**TASK DIRECTIONS**
Copy word for word the material from the line containing "the meadow, dropping" through the end of the material, including both of those lines.

**INPUT FOR THIS TASK**
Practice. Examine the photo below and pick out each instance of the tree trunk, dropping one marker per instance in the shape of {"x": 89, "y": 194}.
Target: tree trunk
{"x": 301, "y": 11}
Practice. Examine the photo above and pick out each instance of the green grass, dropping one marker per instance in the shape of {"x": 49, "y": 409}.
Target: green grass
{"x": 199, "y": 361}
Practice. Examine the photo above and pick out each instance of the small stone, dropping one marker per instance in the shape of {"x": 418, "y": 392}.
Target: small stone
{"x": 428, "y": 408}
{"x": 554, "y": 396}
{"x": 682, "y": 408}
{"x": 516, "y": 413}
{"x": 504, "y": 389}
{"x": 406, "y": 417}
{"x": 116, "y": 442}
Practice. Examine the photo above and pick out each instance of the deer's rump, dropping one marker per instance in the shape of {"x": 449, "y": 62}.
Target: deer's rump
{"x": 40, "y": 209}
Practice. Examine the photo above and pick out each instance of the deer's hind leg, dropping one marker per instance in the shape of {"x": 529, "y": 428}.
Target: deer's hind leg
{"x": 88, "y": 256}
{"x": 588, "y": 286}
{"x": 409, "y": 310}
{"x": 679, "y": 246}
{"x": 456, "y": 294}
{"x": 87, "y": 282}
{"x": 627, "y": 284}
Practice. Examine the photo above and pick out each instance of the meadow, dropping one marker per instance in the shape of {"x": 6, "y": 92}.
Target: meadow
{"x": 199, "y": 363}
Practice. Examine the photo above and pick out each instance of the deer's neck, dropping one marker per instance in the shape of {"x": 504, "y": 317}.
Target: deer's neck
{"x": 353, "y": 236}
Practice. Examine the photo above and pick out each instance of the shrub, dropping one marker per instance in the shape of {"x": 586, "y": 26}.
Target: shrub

**RESPONSE**
Practice. Examine the photo above and pick out each instance of the meadow, dropping one marker per instance in the shape of {"x": 6, "y": 92}.
Target: meadow
{"x": 199, "y": 363}
Practice. Examine the photo above and pick out each instance of the deer's neck, dropping one marker per instance in the shape of {"x": 504, "y": 317}.
Target: deer's neck
{"x": 353, "y": 236}
Practice. Examine the photo above and pick out each instance of the shrub, dropping one marker per instance in the shape of {"x": 586, "y": 26}.
Target: shrub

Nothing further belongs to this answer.